> _Task statement_
In the records below, find the line containing "If you could segment every instance of the vertical", then extract that line and all subsequent lines exactly, leaving out everything else.

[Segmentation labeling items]

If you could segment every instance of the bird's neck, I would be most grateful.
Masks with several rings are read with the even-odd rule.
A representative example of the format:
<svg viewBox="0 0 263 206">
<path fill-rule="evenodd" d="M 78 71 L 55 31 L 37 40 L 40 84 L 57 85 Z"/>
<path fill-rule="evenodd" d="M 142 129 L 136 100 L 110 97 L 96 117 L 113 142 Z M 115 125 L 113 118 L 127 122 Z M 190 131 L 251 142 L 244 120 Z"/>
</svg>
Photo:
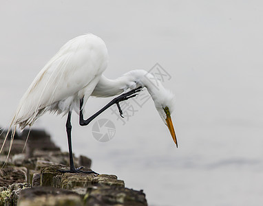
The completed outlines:
<svg viewBox="0 0 263 206">
<path fill-rule="evenodd" d="M 132 70 L 115 80 L 101 76 L 92 95 L 109 97 L 120 94 L 127 89 L 145 87 L 153 99 L 163 89 L 162 84 L 153 75 L 145 70 Z"/>
</svg>

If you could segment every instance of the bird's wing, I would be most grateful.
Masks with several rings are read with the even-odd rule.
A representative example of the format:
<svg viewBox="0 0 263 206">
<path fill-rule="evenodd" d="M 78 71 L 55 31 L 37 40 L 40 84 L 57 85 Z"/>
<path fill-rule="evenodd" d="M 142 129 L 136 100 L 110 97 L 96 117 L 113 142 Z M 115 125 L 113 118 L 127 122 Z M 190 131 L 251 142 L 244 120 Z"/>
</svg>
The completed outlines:
<svg viewBox="0 0 263 206">
<path fill-rule="evenodd" d="M 14 124 L 19 124 L 22 128 L 30 125 L 40 111 L 42 114 L 52 104 L 78 95 L 101 74 L 107 62 L 107 49 L 98 37 L 86 34 L 70 41 L 39 72 L 22 97 Z"/>
</svg>

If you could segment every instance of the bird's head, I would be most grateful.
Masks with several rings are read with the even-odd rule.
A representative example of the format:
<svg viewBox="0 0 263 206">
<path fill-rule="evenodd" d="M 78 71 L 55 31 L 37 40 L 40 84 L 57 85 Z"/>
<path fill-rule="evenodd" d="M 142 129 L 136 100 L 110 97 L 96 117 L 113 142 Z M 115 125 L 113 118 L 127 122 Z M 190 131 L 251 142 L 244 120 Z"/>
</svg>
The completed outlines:
<svg viewBox="0 0 263 206">
<path fill-rule="evenodd" d="M 173 111 L 175 98 L 173 94 L 169 90 L 159 87 L 159 90 L 151 94 L 155 106 L 162 121 L 167 126 L 174 143 L 178 147 L 176 132 L 171 122 L 171 114 Z"/>
</svg>

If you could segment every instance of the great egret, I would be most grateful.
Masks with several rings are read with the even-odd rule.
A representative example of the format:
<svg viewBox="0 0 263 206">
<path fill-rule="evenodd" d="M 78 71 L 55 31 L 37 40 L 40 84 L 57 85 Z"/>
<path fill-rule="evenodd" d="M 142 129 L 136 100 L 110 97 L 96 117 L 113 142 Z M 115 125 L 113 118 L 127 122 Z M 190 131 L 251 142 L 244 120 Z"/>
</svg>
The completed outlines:
<svg viewBox="0 0 263 206">
<path fill-rule="evenodd" d="M 103 74 L 107 62 L 106 45 L 101 38 L 94 34 L 79 36 L 65 43 L 41 70 L 20 100 L 8 131 L 8 135 L 12 128 L 10 150 L 17 126 L 22 130 L 27 126 L 31 127 L 39 116 L 47 111 L 63 115 L 67 113 L 66 131 L 70 170 L 61 172 L 84 172 L 76 169 L 73 163 L 70 123 L 72 111 L 74 110 L 79 113 L 81 126 L 87 125 L 115 104 L 121 115 L 119 102 L 134 97 L 143 87 L 146 87 L 151 95 L 155 106 L 168 126 L 177 146 L 171 119 L 174 100 L 172 93 L 165 89 L 160 81 L 151 81 L 153 76 L 144 70 L 133 70 L 116 80 L 109 80 Z M 127 89 L 130 91 L 114 98 L 91 117 L 86 120 L 83 119 L 83 108 L 90 95 L 109 97 L 120 94 Z"/>
</svg>

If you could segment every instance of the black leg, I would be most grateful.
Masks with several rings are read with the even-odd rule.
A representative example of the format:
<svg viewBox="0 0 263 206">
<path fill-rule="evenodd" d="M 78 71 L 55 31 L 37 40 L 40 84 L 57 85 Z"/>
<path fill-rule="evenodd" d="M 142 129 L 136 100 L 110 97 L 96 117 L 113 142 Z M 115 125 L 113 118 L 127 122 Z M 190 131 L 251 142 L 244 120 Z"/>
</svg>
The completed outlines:
<svg viewBox="0 0 263 206">
<path fill-rule="evenodd" d="M 67 135 L 68 150 L 70 153 L 70 170 L 74 170 L 75 169 L 75 167 L 74 166 L 74 162 L 73 162 L 72 144 L 71 141 L 71 130 L 72 130 L 72 126 L 71 126 L 70 119 L 71 119 L 71 111 L 69 111 L 67 115 L 67 123 L 66 123 L 66 130 L 67 130 Z"/>
<path fill-rule="evenodd" d="M 129 98 L 134 98 L 136 95 L 138 95 L 138 92 L 142 91 L 142 87 L 139 87 L 136 89 L 132 89 L 127 93 L 125 93 L 116 98 L 113 99 L 112 101 L 110 101 L 106 106 L 105 106 L 103 108 L 101 108 L 100 111 L 96 112 L 95 114 L 94 114 L 92 116 L 91 116 L 90 118 L 87 119 L 86 120 L 83 118 L 83 113 L 82 111 L 83 106 L 83 98 L 81 100 L 80 103 L 80 113 L 79 113 L 79 124 L 81 126 L 87 126 L 90 124 L 90 122 L 92 122 L 95 117 L 98 117 L 100 114 L 101 114 L 103 111 L 105 111 L 106 109 L 107 109 L 111 106 L 114 105 L 114 104 L 117 104 L 118 111 L 120 112 L 120 115 L 122 117 L 123 117 L 123 111 L 121 111 L 119 102 L 127 100 Z"/>
<path fill-rule="evenodd" d="M 95 174 L 98 174 L 98 173 L 94 172 L 94 171 L 81 171 L 81 169 L 83 168 L 83 167 L 80 167 L 78 168 L 75 168 L 74 166 L 74 161 L 73 161 L 73 154 L 72 154 L 72 144 L 71 141 L 71 130 L 72 130 L 72 125 L 70 122 L 71 119 L 71 111 L 69 111 L 67 114 L 67 119 L 66 123 L 66 130 L 67 130 L 67 142 L 68 142 L 68 150 L 69 150 L 69 154 L 70 154 L 70 170 L 59 170 L 61 172 L 65 173 L 65 172 L 70 172 L 70 173 L 87 173 L 87 174 L 91 174 L 94 173 Z"/>
</svg>

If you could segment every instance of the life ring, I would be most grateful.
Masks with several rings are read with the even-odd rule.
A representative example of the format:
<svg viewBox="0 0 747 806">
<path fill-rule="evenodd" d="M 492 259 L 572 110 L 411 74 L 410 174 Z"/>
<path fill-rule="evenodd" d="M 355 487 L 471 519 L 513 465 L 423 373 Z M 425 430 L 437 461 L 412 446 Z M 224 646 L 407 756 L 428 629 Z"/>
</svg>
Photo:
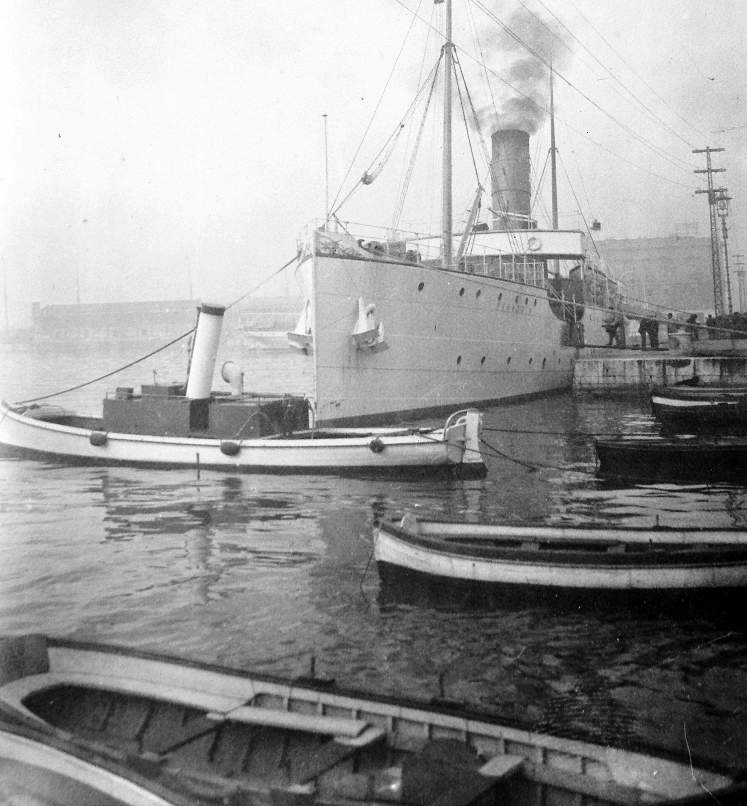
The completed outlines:
<svg viewBox="0 0 747 806">
<path fill-rule="evenodd" d="M 220 442 L 220 452 L 226 456 L 236 456 L 241 450 L 241 446 L 232 439 L 222 439 Z"/>
<path fill-rule="evenodd" d="M 88 438 L 88 441 L 94 446 L 94 447 L 100 448 L 106 444 L 106 440 L 108 438 L 109 435 L 106 431 L 91 431 L 90 436 Z"/>
</svg>

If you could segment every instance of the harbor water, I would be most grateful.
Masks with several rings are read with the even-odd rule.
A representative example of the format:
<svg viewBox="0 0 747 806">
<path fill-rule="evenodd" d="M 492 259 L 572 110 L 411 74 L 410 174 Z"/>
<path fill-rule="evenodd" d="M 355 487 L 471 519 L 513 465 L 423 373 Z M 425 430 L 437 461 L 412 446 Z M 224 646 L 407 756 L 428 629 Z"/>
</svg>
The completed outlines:
<svg viewBox="0 0 747 806">
<path fill-rule="evenodd" d="M 0 346 L 17 401 L 150 343 Z M 303 393 L 311 359 L 242 351 L 245 388 Z M 50 402 L 99 413 L 117 386 L 183 380 L 176 345 Z M 219 373 L 216 372 L 216 379 Z M 216 381 L 215 388 L 223 388 Z M 435 421 L 433 421 L 435 422 Z M 697 606 L 470 601 L 382 584 L 374 524 L 406 513 L 512 524 L 745 526 L 745 488 L 603 484 L 589 434 L 654 429 L 645 401 L 570 393 L 485 412 L 486 478 L 371 480 L 0 460 L 0 633 L 46 633 L 346 688 L 469 704 L 520 727 L 747 761 L 738 597 Z"/>
</svg>

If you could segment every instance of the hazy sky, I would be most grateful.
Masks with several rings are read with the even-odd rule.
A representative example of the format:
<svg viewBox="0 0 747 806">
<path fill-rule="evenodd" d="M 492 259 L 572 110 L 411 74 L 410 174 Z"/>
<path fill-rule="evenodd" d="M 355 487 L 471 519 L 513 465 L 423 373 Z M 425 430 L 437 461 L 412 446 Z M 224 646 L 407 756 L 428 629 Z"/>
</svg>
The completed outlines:
<svg viewBox="0 0 747 806">
<path fill-rule="evenodd" d="M 194 296 L 227 303 L 256 286 L 324 214 L 323 114 L 334 197 L 390 74 L 347 189 L 403 118 L 436 57 L 429 25 L 444 7 L 4 0 L 0 251 L 11 325 L 24 323 L 31 301 L 74 302 L 77 281 L 84 302 L 185 298 L 191 280 Z M 527 10 L 557 38 L 543 44 Z M 486 10 L 553 52 L 561 226 L 575 226 L 575 193 L 603 237 L 668 235 L 691 222 L 706 235 L 706 197 L 694 193 L 704 180 L 692 173 L 704 156 L 691 150 L 723 146 L 715 164 L 727 171 L 716 181 L 733 197 L 730 246 L 747 251 L 744 0 L 454 0 L 453 38 L 478 107 L 491 96 L 505 103 L 501 78 L 515 85 L 527 55 Z M 419 114 L 411 123 L 341 218 L 390 223 Z M 424 135 L 425 168 L 403 211 L 414 229 L 432 226 L 440 204 L 434 143 Z M 532 147 L 539 174 L 546 123 Z M 457 151 L 458 220 L 477 181 L 458 137 Z"/>
</svg>

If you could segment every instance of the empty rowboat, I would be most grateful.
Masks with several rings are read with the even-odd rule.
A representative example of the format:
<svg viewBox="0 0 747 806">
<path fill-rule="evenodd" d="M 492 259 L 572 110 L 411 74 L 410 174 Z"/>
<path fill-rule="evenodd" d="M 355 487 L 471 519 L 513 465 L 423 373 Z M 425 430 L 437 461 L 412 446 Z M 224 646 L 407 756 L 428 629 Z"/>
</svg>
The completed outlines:
<svg viewBox="0 0 747 806">
<path fill-rule="evenodd" d="M 740 481 L 747 473 L 747 437 L 675 434 L 594 441 L 599 475 L 627 483 Z"/>
<path fill-rule="evenodd" d="M 654 389 L 651 409 L 664 426 L 698 433 L 747 426 L 747 387 L 672 386 Z"/>
<path fill-rule="evenodd" d="M 747 531 L 382 523 L 374 557 L 441 580 L 511 588 L 664 591 L 747 585 Z"/>
<path fill-rule="evenodd" d="M 697 759 L 529 733 L 328 681 L 41 636 L 2 639 L 0 659 L 0 708 L 15 729 L 104 759 L 149 787 L 152 804 L 627 806 L 718 798 L 735 785 Z"/>
</svg>

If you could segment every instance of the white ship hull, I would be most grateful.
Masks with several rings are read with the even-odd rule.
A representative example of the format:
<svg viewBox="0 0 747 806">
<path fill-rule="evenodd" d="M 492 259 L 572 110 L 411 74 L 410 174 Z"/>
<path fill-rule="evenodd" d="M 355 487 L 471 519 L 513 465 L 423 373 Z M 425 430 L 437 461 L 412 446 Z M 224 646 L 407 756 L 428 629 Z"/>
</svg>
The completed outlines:
<svg viewBox="0 0 747 806">
<path fill-rule="evenodd" d="M 544 288 L 319 254 L 298 272 L 312 301 L 320 423 L 435 414 L 571 386 L 578 350 L 563 346 L 568 323 L 553 313 Z M 352 338 L 361 298 L 375 303 L 388 350 L 361 349 Z M 607 343 L 603 317 L 586 308 L 587 344 Z"/>
</svg>

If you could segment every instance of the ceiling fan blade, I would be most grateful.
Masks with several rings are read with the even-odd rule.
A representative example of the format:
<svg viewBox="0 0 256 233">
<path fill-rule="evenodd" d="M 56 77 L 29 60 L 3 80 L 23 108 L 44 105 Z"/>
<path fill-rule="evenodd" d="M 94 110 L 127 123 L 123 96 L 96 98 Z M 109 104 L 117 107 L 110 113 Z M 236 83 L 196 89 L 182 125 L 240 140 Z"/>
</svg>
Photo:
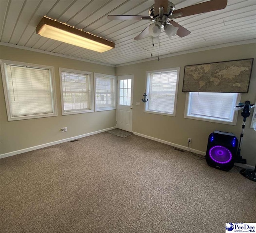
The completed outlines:
<svg viewBox="0 0 256 233">
<path fill-rule="evenodd" d="M 168 14 L 168 0 L 155 0 L 154 6 L 155 15 L 159 14 L 160 6 L 162 6 L 164 8 L 164 14 Z"/>
<path fill-rule="evenodd" d="M 172 24 L 174 27 L 179 28 L 178 30 L 177 31 L 177 35 L 180 37 L 184 37 L 190 34 L 190 32 L 188 31 L 188 30 L 186 29 L 185 28 L 182 27 L 176 22 L 171 20 L 170 21 L 169 23 Z"/>
<path fill-rule="evenodd" d="M 134 38 L 134 39 L 140 39 L 150 36 L 149 30 L 148 30 L 150 26 L 150 25 L 148 25 L 148 26 Z"/>
<path fill-rule="evenodd" d="M 226 6 L 227 4 L 228 0 L 211 0 L 208 2 L 179 9 L 174 10 L 173 14 L 181 12 L 182 13 L 182 16 L 176 18 L 184 17 L 198 14 L 222 10 Z"/>
<path fill-rule="evenodd" d="M 118 15 L 108 15 L 108 18 L 109 20 L 151 20 L 150 16 L 120 16 Z"/>
</svg>

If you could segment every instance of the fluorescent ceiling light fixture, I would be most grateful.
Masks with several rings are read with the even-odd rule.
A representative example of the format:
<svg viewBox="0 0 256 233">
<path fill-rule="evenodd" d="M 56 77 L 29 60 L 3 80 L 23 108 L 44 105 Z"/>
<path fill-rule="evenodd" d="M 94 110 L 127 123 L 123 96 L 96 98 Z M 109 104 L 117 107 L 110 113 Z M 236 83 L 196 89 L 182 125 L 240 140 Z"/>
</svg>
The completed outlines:
<svg viewBox="0 0 256 233">
<path fill-rule="evenodd" d="M 36 27 L 42 36 L 102 53 L 115 47 L 114 43 L 46 17 Z"/>
</svg>

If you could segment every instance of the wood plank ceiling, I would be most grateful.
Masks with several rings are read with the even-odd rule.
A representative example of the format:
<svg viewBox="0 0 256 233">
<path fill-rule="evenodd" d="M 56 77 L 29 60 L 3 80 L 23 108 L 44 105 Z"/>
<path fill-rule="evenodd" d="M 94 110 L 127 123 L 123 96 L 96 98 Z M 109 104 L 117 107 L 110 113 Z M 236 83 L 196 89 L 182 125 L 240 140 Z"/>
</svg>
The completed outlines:
<svg viewBox="0 0 256 233">
<path fill-rule="evenodd" d="M 205 1 L 172 0 L 177 9 Z M 154 3 L 154 0 L 0 0 L 0 41 L 113 65 L 149 58 L 151 41 L 134 38 L 150 22 L 109 20 L 107 16 L 148 15 Z M 99 53 L 41 37 L 36 33 L 36 27 L 44 16 L 113 41 L 116 47 Z M 256 1 L 228 0 L 224 10 L 175 21 L 191 33 L 170 40 L 161 33 L 160 55 L 256 38 Z M 158 53 L 157 44 L 154 56 L 157 57 Z"/>
</svg>

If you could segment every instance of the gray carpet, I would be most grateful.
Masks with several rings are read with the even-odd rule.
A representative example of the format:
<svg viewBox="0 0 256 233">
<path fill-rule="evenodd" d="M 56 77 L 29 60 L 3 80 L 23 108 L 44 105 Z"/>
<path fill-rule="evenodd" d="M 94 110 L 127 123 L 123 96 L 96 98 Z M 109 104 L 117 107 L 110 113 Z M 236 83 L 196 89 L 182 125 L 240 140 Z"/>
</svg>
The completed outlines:
<svg viewBox="0 0 256 233">
<path fill-rule="evenodd" d="M 256 183 L 134 135 L 1 159 L 0 184 L 3 233 L 220 233 L 256 221 Z"/>
<path fill-rule="evenodd" d="M 116 135 L 118 137 L 121 137 L 121 138 L 126 138 L 128 136 L 130 136 L 132 134 L 132 133 L 129 132 L 122 129 L 120 129 L 120 128 L 115 128 L 112 130 L 110 130 L 107 131 L 109 134 L 111 134 L 114 135 Z"/>
</svg>

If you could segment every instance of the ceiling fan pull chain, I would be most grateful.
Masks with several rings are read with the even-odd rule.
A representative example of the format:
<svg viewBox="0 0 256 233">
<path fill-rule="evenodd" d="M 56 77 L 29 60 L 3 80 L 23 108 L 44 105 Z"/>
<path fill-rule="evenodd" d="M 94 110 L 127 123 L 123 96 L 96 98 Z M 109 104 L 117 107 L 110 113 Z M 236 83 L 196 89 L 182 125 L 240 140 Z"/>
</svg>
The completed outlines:
<svg viewBox="0 0 256 233">
<path fill-rule="evenodd" d="M 159 34 L 159 43 L 158 44 L 158 58 L 157 59 L 158 61 L 159 61 L 160 60 L 160 58 L 159 58 L 159 53 L 160 52 L 160 37 L 161 34 Z"/>
<path fill-rule="evenodd" d="M 153 37 L 152 37 L 152 46 L 151 47 L 151 57 L 153 57 L 153 46 L 154 46 L 154 43 L 153 43 Z"/>
</svg>

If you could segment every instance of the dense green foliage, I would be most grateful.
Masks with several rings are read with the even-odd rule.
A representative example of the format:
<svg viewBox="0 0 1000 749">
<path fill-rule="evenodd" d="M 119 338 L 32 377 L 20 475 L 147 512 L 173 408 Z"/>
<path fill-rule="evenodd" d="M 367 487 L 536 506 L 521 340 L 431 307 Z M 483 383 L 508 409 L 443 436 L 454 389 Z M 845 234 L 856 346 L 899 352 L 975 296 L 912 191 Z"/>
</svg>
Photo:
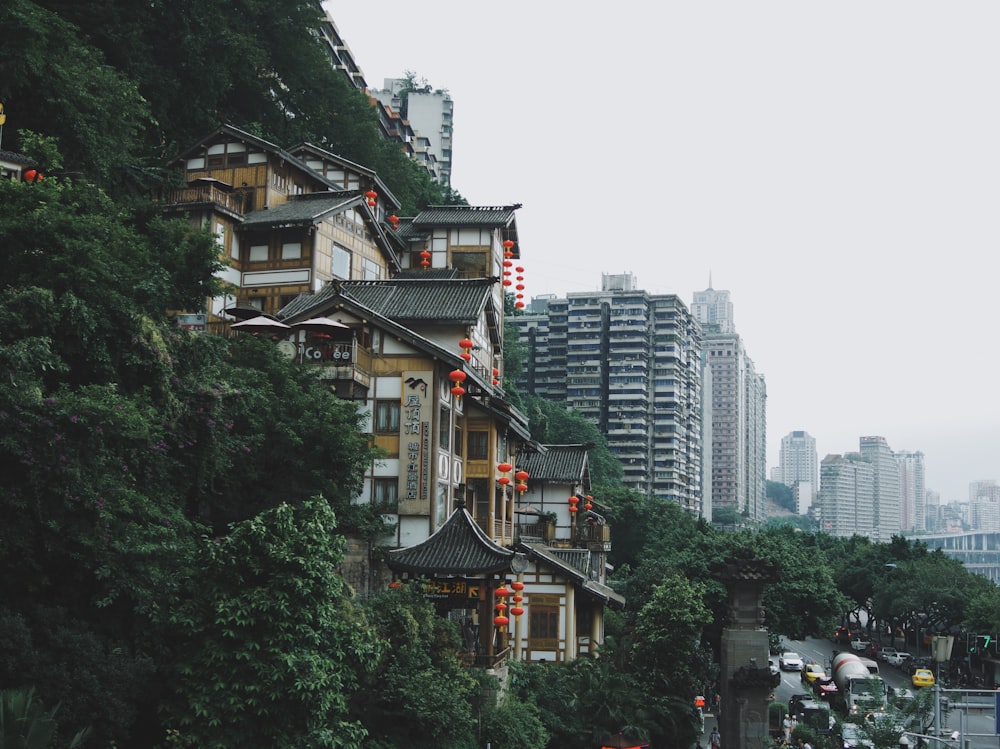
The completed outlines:
<svg viewBox="0 0 1000 749">
<path fill-rule="evenodd" d="M 221 122 L 370 166 L 404 212 L 460 198 L 377 136 L 303 32 L 315 2 L 224 5 L 0 4 L 19 40 L 0 47 L 3 146 L 49 175 L 0 181 L 0 710 L 39 745 L 687 746 L 727 623 L 711 570 L 736 554 L 780 570 L 764 606 L 783 636 L 862 610 L 1000 631 L 997 588 L 920 544 L 725 533 L 622 487 L 596 427 L 516 393 L 509 334 L 504 384 L 533 435 L 594 445 L 628 600 L 600 657 L 515 664 L 497 701 L 416 591 L 355 597 L 343 536 L 380 521 L 352 502 L 374 457 L 354 406 L 267 341 L 168 325 L 164 310 L 213 294 L 217 249 L 140 198 Z"/>
<path fill-rule="evenodd" d="M 10 0 L 0 4 L 3 146 L 46 174 L 147 195 L 164 160 L 229 123 L 375 169 L 403 204 L 464 203 L 379 135 L 364 93 L 330 64 L 319 0 Z M 13 43 L 16 42 L 16 43 Z M 55 164 L 23 131 L 55 138 Z"/>
</svg>

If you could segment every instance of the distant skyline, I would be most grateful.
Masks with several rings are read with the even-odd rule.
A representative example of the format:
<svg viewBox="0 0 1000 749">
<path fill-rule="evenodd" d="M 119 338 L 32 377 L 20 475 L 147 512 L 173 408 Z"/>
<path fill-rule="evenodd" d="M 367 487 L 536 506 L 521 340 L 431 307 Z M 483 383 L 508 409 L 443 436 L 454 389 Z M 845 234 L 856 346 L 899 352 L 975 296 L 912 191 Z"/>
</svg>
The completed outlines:
<svg viewBox="0 0 1000 749">
<path fill-rule="evenodd" d="M 526 294 L 732 294 L 769 467 L 885 437 L 1000 479 L 1000 3 L 325 6 L 373 88 L 455 102 L 452 185 L 522 203 Z"/>
</svg>

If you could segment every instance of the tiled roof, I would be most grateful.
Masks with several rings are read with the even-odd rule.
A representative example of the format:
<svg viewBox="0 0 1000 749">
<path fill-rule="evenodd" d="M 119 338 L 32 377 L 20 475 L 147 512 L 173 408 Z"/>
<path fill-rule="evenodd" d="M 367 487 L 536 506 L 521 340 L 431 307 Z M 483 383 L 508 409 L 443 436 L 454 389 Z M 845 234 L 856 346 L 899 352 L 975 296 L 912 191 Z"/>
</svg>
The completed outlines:
<svg viewBox="0 0 1000 749">
<path fill-rule="evenodd" d="M 522 543 L 529 559 L 554 567 L 573 581 L 584 594 L 595 598 L 619 611 L 625 608 L 625 596 L 616 593 L 607 585 L 591 580 L 584 569 L 590 553 L 586 549 L 556 549 L 540 543 Z"/>
<path fill-rule="evenodd" d="M 296 195 L 287 203 L 281 203 L 265 211 L 254 211 L 247 214 L 243 226 L 308 226 L 320 221 L 323 216 L 337 210 L 343 210 L 352 203 L 361 201 L 361 196 L 354 191 L 314 192 Z"/>
<path fill-rule="evenodd" d="M 514 211 L 521 206 L 468 206 L 432 205 L 413 218 L 414 227 L 420 226 L 483 226 L 498 228 L 509 226 Z"/>
<path fill-rule="evenodd" d="M 400 321 L 479 320 L 490 298 L 492 279 L 393 278 L 388 281 L 345 281 L 341 294 Z"/>
<path fill-rule="evenodd" d="M 544 445 L 539 452 L 525 453 L 518 459 L 532 481 L 583 481 L 587 473 L 587 449 L 590 445 Z"/>
<path fill-rule="evenodd" d="M 487 575 L 509 570 L 513 558 L 513 550 L 494 543 L 459 507 L 426 541 L 390 550 L 386 564 L 413 575 Z"/>
</svg>

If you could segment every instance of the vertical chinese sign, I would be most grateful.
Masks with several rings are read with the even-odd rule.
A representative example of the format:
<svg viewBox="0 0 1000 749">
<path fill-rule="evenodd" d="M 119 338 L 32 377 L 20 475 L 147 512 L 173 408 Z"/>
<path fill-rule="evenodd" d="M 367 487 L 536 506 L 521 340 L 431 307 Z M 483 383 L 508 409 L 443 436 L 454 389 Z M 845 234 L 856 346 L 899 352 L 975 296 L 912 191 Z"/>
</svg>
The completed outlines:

> _Exercise solution_
If you could segment every instance of the vertical chinese sign, I would be most grateful.
Masks with several rings are read with the even-odd rule.
A representative example of the format:
<svg viewBox="0 0 1000 749">
<path fill-rule="evenodd" d="M 119 338 L 32 377 L 20 475 L 147 512 L 173 408 Z"/>
<path fill-rule="evenodd" d="M 367 487 L 536 506 L 521 340 L 431 307 Z M 483 383 L 508 409 L 443 436 L 454 389 Z M 845 234 L 856 346 L 899 352 L 975 296 L 912 191 Z"/>
</svg>
The completed outlines:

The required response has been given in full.